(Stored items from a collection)
'''
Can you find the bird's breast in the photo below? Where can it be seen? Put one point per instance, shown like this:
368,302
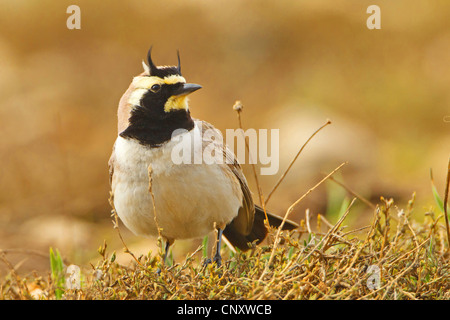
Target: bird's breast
189,198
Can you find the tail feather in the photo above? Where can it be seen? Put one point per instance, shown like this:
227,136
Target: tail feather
259,230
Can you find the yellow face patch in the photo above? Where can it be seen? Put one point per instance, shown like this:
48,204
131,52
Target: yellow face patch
143,83
176,103
147,82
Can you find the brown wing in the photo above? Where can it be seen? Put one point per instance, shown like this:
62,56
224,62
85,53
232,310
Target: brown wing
111,166
243,223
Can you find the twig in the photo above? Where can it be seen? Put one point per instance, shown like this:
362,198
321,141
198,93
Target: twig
367,202
116,226
238,108
289,211
293,160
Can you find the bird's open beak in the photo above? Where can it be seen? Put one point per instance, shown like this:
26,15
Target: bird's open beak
186,89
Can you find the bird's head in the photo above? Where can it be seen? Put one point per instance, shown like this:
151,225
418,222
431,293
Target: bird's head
157,98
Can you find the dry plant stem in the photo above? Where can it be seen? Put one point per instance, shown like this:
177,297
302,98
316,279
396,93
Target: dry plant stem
116,226
367,202
150,189
445,204
293,160
238,108
289,211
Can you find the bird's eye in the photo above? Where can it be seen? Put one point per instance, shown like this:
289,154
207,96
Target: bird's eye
155,88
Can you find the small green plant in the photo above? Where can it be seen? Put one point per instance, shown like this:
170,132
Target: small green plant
57,272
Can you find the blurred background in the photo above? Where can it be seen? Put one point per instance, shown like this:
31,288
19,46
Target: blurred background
293,64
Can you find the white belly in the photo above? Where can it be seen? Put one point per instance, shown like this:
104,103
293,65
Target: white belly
189,198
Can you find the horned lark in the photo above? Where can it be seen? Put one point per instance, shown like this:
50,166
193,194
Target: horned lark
190,199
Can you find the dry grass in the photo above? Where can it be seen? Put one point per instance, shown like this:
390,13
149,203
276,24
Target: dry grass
412,258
'''
From the "Can you find the twig" line to the close of the listing, restate each line word for word.

Final answer
Can you find the twig in the photo above? Where can it be seen? Put one point per instance, shown like this:
362,198
321,141
198,93
Target: twig
367,202
116,226
238,108
289,211
293,160
Can you find the bird's open beak in the photo above? Where can it be seen? Put one point per instance, shown like this:
26,15
Target: bird's open beak
186,89
Can you find the bird's head in the photo above? Where can it be seen? Put one point per instance, shown like this:
151,225
418,222
431,293
Target: bird's head
157,98
Can you find the dry plant stem in the photo above? Where can it be seen? Put one point per instance, shown like this:
177,297
302,98
316,279
396,93
Target: dry plant stem
116,226
367,202
150,189
445,204
293,160
238,108
289,211
Can you find the bird's eye in the photo above? Where can it be seen? Put one point per instance, shown like this:
289,154
207,96
Target: bird's eye
155,88
Can you find the small green plant in the photo above? Where can it be seen? Put one point per instance, shown like this:
170,132
Target: small green plant
57,272
Can you find the blurred background in the photo above? Where can it be seen? Put one point per instance, shown like this:
31,288
19,46
Target: blurred background
293,64
Can you find the white belly in the photo above? Where can it be seen? Put one point per instance, shown like this:
104,103
293,65
Target: white belly
189,198
Can you find the horned lark in the photo above? Where can it be seen? Put one point per instance, shown like this:
50,166
193,194
Target: horned lark
190,199
Can you find the dry grass in the photo above? Where can it be seen? Put one point per instance, shown like this:
390,13
149,203
276,24
Target: dry grass
412,258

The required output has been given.